[Point localization data]
'''

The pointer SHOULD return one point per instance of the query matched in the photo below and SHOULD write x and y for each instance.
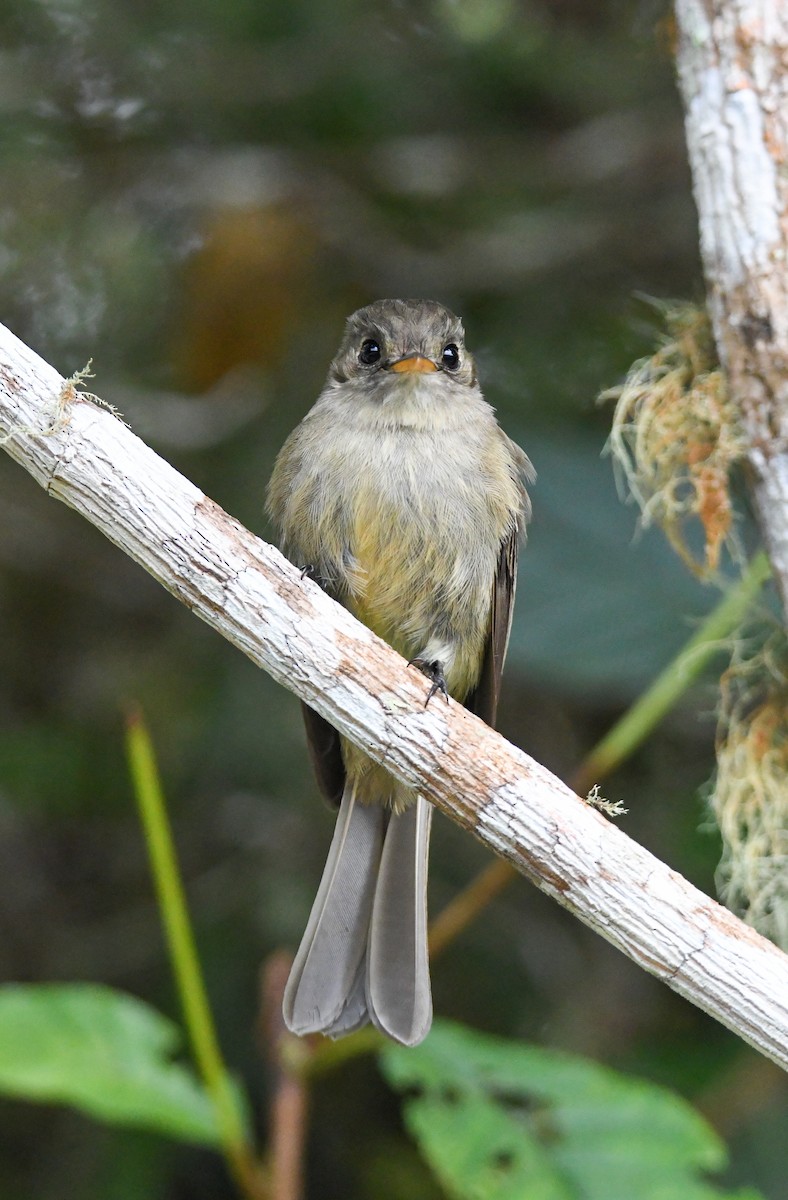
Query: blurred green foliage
(102, 1051)
(499, 1121)
(196, 196)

'''

## Required work:
Every line above should be reproduced exactly, please, with no pictures included.

## Exercise result:
The pointer SHOULD return one point per instance of the query matched in the photo below and SHOULD write x and y for each instance.
Query: blurred green foliage
(102, 1051)
(499, 1121)
(196, 196)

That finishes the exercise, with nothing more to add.